_Liste des tâches:_
**A)** Répondez brièvement à ces questions sur l’extrait consacré au Grand Ballet.
(i) À qui est emprunté l’air du récit de l’Aurore ?
(ii) Quels instruments rythment la reprise qui signale l’entrée du Roi ?
(iii) En quoi la marche se transforme-t-elle dans le dernier mouvement ?
**B)** Pour chaque affirmation, indiquez par oui ou par non si elle concorde avec l’extrait consacré au Grand Ballet, puis citez les mots qui tranchent.
(i) Une marche accompagne l’entrée des Génies et des Planètes.
(ii) Le témoignage sur l’apparence du Roi vient de Jean de Cambefort.
(iii) Le continuo qui porte l’annonce de l’Aurore est puissant.
**C)** Recopiez mot pour mot, dans l’extrait consacré au Grand Ballet, le passage qui va de « Le Grand Ballet : Le » jusqu’à « d’un protocole pesant. ».

-------- Extrait choisi --------

Le Grand Ballet : Le triomphe de l’Aurore

Quelques oiseaux pépient, annonçant le récit de l’Aurore, dernier air emprunté à Jean de Cambefort. Un continuo discret, sur lequel perlent quelques notes de théorbe, emporte l’annonce paisible de l’Aurore : Le Soleil qui me suit c’est le jeune Louis. Aussitôt, une marche toute en majesté accompagne l’entrée des Génies et des Planètes avant une reprise rythmée, cette fois, par les timbales et les vents pour signaler l’entrée du Roi représenté, selon le témoignage de Jean Loret, en « Un Soleil brillant de lumière/Et dont la beauté singulière/Se pouvait dire avec raison/L’ornement de tout l’horizon ». Dans un dernier mouvement, cette marche sérieuse se métamorphose en une danse enjouée, comme pour se débarrasser d’un protocole pesant.

-------- Données --------

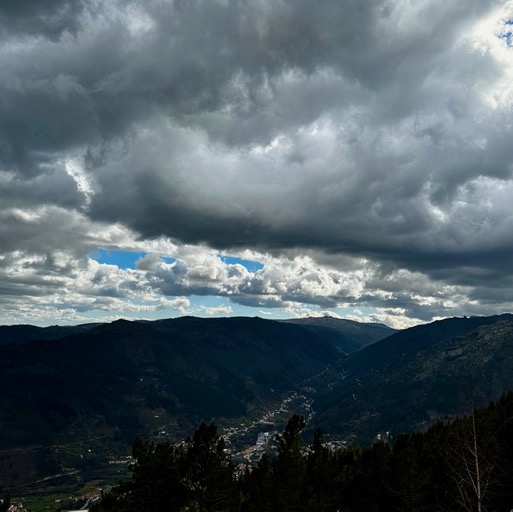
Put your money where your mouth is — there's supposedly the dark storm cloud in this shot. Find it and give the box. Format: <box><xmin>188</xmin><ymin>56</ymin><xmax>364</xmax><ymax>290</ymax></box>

--------

_Réponses par tâche:_
**A)**
(i) À Jean de Cambefort.
(ii) Les timbales et les vents.
(iii) En une danse enjouée.

**B)**
(i) Oui : « une marche toute en majesté accompagne l’entrée des Génies et des Planètes ».
(ii) Non : « selon le témoignage de Jean Loret ».
(iii) Non : « Un continuo discret ».

**C)**
Le Grand Ballet : Le triomphe de l’Aurore

Quelques oiseaux pépient, annonçant le récit de l’Aurore, dernier air emprunté à Jean de Cambefort. Un continuo discret, sur lequel perlent quelques notes de théorbe, emporte l’annonce paisible de l’Aurore : Le Soleil qui me suit c’est le jeune Louis. Aussitôt, une marche toute en majesté accompagne l’entrée des Génies et des Planètes avant une reprise rythmée, cette fois, par les timbales et les vents pour signaler l’entrée du Roi représenté, selon le témoignage de Jean Loret, en « Un Soleil brillant de lumière/Et dont la beauté singulière/Se pouvait dire avec raison/L’ornement de tout l’horizon ». Dans un dernier mouvement, cette marche sérieuse se métamorphose en une danse enjouée, comme pour se débarrasser d’un protocole pesant.